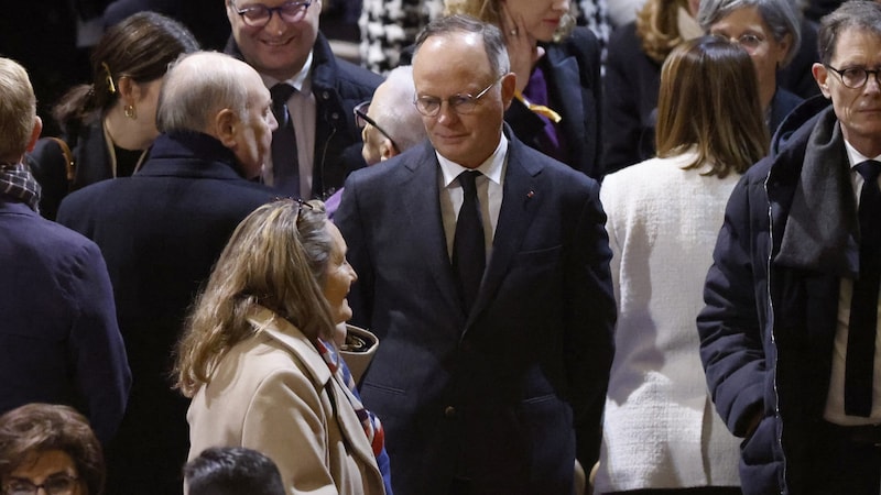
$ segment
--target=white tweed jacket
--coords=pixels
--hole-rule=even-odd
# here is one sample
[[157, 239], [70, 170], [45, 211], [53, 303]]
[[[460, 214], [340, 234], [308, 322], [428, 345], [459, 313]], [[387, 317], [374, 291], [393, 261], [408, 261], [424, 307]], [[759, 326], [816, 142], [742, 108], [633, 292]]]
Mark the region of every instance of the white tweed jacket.
[[739, 440], [710, 402], [695, 326], [740, 177], [682, 168], [694, 160], [652, 158], [602, 183], [619, 318], [597, 493], [740, 485]]

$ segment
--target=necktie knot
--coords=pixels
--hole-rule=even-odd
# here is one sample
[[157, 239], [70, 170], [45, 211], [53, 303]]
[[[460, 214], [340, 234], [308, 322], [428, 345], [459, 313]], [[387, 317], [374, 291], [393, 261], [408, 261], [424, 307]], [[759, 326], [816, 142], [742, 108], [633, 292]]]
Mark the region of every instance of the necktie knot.
[[279, 82], [269, 90], [272, 97], [272, 112], [275, 114], [280, 128], [287, 127], [287, 100], [294, 92], [296, 92], [296, 88], [287, 82]]
[[463, 194], [466, 197], [477, 195], [477, 177], [482, 175], [477, 170], [465, 170], [459, 174], [459, 186], [461, 186]]
[[480, 201], [477, 198], [477, 184], [475, 184], [479, 175], [481, 174], [477, 170], [466, 170], [458, 177], [463, 198], [453, 241], [453, 270], [466, 311], [470, 311], [471, 305], [477, 299], [487, 262]]
[[867, 160], [866, 162], [857, 164], [857, 172], [862, 176], [867, 184], [872, 180], [878, 180], [878, 173], [881, 172], [881, 162], [874, 160]]

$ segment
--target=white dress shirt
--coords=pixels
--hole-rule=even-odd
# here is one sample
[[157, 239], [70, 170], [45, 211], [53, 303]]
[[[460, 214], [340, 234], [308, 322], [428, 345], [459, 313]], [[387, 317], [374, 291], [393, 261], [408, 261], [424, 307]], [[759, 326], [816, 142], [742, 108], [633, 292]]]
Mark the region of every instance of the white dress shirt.
[[[477, 178], [476, 184], [488, 262], [492, 254], [492, 239], [496, 234], [496, 226], [499, 223], [499, 211], [502, 208], [502, 182], [508, 166], [507, 158], [508, 139], [502, 134], [496, 151], [480, 166], [474, 168], [482, 174]], [[454, 163], [440, 156], [439, 153], [437, 153], [437, 161], [440, 163], [440, 216], [444, 220], [444, 233], [447, 237], [447, 254], [453, 260], [453, 238], [456, 234], [456, 220], [459, 218], [463, 202], [461, 186], [456, 179], [459, 174], [471, 168]]]
[[[270, 76], [260, 75], [267, 88], [272, 88], [279, 82], [287, 82], [296, 91], [287, 100], [287, 113], [294, 124], [296, 134], [296, 154], [300, 162], [300, 197], [312, 198], [312, 164], [315, 158], [315, 119], [317, 106], [315, 96], [312, 94], [312, 52], [306, 58], [303, 68], [291, 79], [278, 80]], [[281, 123], [280, 123], [281, 124]], [[272, 153], [268, 153], [265, 167], [263, 167], [263, 183], [272, 186], [274, 175], [272, 173]]]

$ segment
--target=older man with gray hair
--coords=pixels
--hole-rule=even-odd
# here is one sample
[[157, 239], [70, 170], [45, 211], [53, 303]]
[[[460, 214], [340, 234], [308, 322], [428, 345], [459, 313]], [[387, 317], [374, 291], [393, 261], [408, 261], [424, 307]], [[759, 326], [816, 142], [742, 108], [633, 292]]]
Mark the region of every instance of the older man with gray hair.
[[36, 212], [40, 186], [22, 163], [42, 122], [28, 73], [0, 58], [0, 414], [67, 404], [107, 444], [131, 373], [98, 246]]
[[[236, 226], [275, 194], [260, 175], [276, 127], [269, 90], [248, 64], [196, 53], [168, 70], [156, 139], [142, 170], [67, 198], [58, 221], [107, 258], [134, 375], [108, 493], [175, 494], [188, 449], [187, 402], [171, 391], [171, 354], [186, 308]], [[161, 435], [157, 435], [160, 433]]]
[[[361, 156], [368, 165], [376, 165], [396, 156], [425, 141], [422, 114], [413, 102], [413, 66], [393, 68], [385, 80], [373, 91], [373, 99], [355, 107], [355, 122], [361, 129]], [[339, 207], [344, 188], [327, 198], [325, 208], [333, 219]]]

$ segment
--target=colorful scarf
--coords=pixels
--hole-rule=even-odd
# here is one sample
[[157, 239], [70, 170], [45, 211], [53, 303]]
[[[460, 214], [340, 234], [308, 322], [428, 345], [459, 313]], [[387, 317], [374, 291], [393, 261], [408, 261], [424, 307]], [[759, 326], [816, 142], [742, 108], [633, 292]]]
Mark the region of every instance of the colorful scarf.
[[367, 440], [373, 449], [373, 455], [379, 457], [385, 444], [385, 433], [382, 430], [382, 424], [379, 418], [377, 418], [373, 413], [367, 410], [363, 403], [361, 403], [361, 397], [358, 395], [358, 388], [355, 378], [351, 376], [351, 372], [349, 372], [349, 366], [347, 366], [346, 361], [339, 356], [334, 345], [324, 342], [322, 339], [316, 339], [315, 348], [318, 350], [318, 353], [322, 354], [322, 358], [324, 358], [334, 378], [342, 385], [341, 388], [346, 393], [349, 404], [355, 408], [355, 414], [358, 416], [358, 420], [361, 421], [361, 426], [367, 435]]
[[40, 212], [40, 184], [24, 164], [0, 164], [0, 194], [22, 200]]

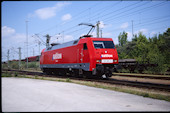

## Work required
Please rewrite the listing above with "even-odd" changed to "nonzero" everywhere and everything else kept the same. Leave the pictures out of your answer.

## Complete response
$ segment
--target=white tweed jacket
--coords=pixels
--hole-rule=nonzero
# here is one sample
[[157, 239], [70, 170], [45, 211], [53, 303]]
[[[460, 214], [340, 234], [308, 322], [428, 345], [459, 313]], [[387, 317], [374, 291], [393, 261], [408, 261], [424, 307]], [[759, 326], [816, 142], [742, 108], [633, 292]]]
Mark the region of every instance of the white tweed jacket.
[[739, 440], [710, 402], [695, 326], [740, 177], [682, 168], [694, 160], [652, 158], [602, 183], [619, 318], [597, 493], [740, 485]]

$ segment
--target=necktie knot
--coords=pixels
--hole-rule=nonzero
# here is one sample
[[157, 239], [70, 170], [45, 211], [53, 303]]
[[[460, 214], [340, 234], [308, 322], [428, 345], [459, 313]], [[387, 317], [374, 291], [393, 261], [408, 261], [424, 307]], [[759, 326], [816, 142], [742, 108], [633, 292]]]
Mark the region of every instance of the necktie knot.
[[279, 82], [269, 90], [272, 97], [272, 112], [275, 114], [280, 128], [287, 127], [287, 100], [294, 92], [296, 92], [296, 88], [287, 82]]
[[463, 194], [466, 197], [477, 195], [477, 177], [482, 175], [477, 170], [465, 170], [459, 174], [459, 186], [461, 186]]
[[480, 201], [477, 198], [477, 184], [475, 184], [479, 175], [481, 174], [477, 170], [466, 170], [458, 177], [463, 198], [453, 241], [453, 270], [466, 311], [470, 311], [471, 305], [477, 299], [487, 262]]
[[867, 160], [866, 162], [857, 164], [857, 172], [862, 176], [867, 184], [872, 180], [878, 180], [878, 173], [881, 172], [881, 162], [874, 160]]

$ segment
--target=white dress shirt
--coords=pixels
--hole-rule=nonzero
# here is one sample
[[157, 239], [70, 170], [45, 211], [53, 303]]
[[[460, 214], [340, 234], [308, 322], [428, 345], [459, 313]], [[387, 317], [374, 291], [393, 261], [408, 261], [424, 307]], [[759, 326], [816, 142], [742, 108], [633, 292]]]
Mark the region of every instance of the white dress shirt.
[[[477, 178], [476, 184], [488, 262], [492, 254], [492, 239], [496, 234], [496, 226], [499, 223], [499, 211], [502, 208], [502, 182], [508, 166], [507, 158], [508, 139], [502, 134], [496, 151], [480, 166], [474, 168], [482, 174]], [[454, 163], [440, 156], [439, 153], [437, 153], [437, 161], [440, 163], [440, 216], [444, 220], [444, 233], [447, 237], [447, 254], [453, 260], [453, 238], [456, 234], [456, 220], [459, 218], [463, 202], [461, 186], [456, 179], [459, 174], [471, 168]]]
[[[270, 76], [260, 75], [267, 88], [272, 88], [279, 82], [287, 82], [296, 91], [287, 100], [287, 113], [294, 124], [296, 134], [296, 154], [300, 162], [300, 197], [312, 198], [312, 164], [315, 158], [315, 119], [317, 106], [315, 96], [312, 94], [312, 52], [306, 58], [303, 68], [291, 79], [278, 80]], [[281, 123], [280, 123], [281, 124]], [[272, 153], [268, 153], [265, 167], [263, 167], [263, 183], [272, 186], [274, 175], [272, 173]]]

$ segment
--target=older man with gray hair
--coords=pixels
--hole-rule=nonzero
# here is one sample
[[157, 239], [70, 170], [45, 211], [53, 303]]
[[[460, 214], [340, 234], [308, 322], [428, 345], [459, 313]], [[387, 317], [374, 291], [393, 261], [408, 261], [424, 307]], [[759, 326], [816, 142], [742, 108], [633, 292]]]
Mark the region of every instance of the older man with gray hair.
[[36, 212], [40, 186], [22, 163], [42, 122], [28, 73], [0, 58], [0, 414], [67, 404], [107, 444], [131, 373], [98, 246]]
[[[236, 226], [275, 194], [260, 175], [276, 127], [269, 90], [248, 64], [196, 53], [168, 70], [156, 139], [142, 170], [67, 198], [58, 221], [107, 258], [134, 375], [108, 493], [175, 494], [188, 449], [187, 402], [171, 391], [171, 354], [186, 308]], [[161, 435], [157, 435], [160, 433]]]
[[[361, 156], [368, 165], [376, 165], [396, 156], [425, 141], [422, 114], [413, 102], [413, 66], [393, 68], [385, 80], [373, 91], [373, 99], [355, 107], [355, 122], [361, 129]], [[339, 207], [344, 188], [327, 198], [325, 208], [333, 219]]]

$ segment
--target=colorful scarf
--coords=pixels
--hole-rule=nonzero
# here is one sample
[[157, 239], [70, 170], [45, 211], [53, 303]]
[[[460, 214], [340, 234], [308, 322], [428, 345], [459, 313]], [[387, 317], [374, 291], [393, 261], [408, 261], [424, 307]], [[759, 326], [816, 142], [742, 108], [633, 292]]]
Mark the region of every instance of the colorful scarf.
[[367, 440], [373, 449], [373, 455], [379, 457], [385, 444], [385, 433], [382, 430], [382, 424], [379, 418], [377, 418], [373, 413], [367, 410], [363, 403], [361, 403], [361, 397], [358, 395], [358, 388], [355, 378], [351, 376], [351, 372], [349, 372], [349, 366], [347, 366], [346, 361], [339, 356], [334, 345], [324, 342], [322, 339], [316, 339], [315, 348], [318, 350], [318, 353], [322, 354], [322, 358], [324, 358], [334, 378], [342, 385], [341, 388], [346, 393], [349, 404], [355, 408], [355, 414], [358, 416], [358, 420], [361, 421], [361, 426], [367, 435]]
[[40, 212], [40, 184], [24, 164], [0, 164], [0, 194], [22, 200]]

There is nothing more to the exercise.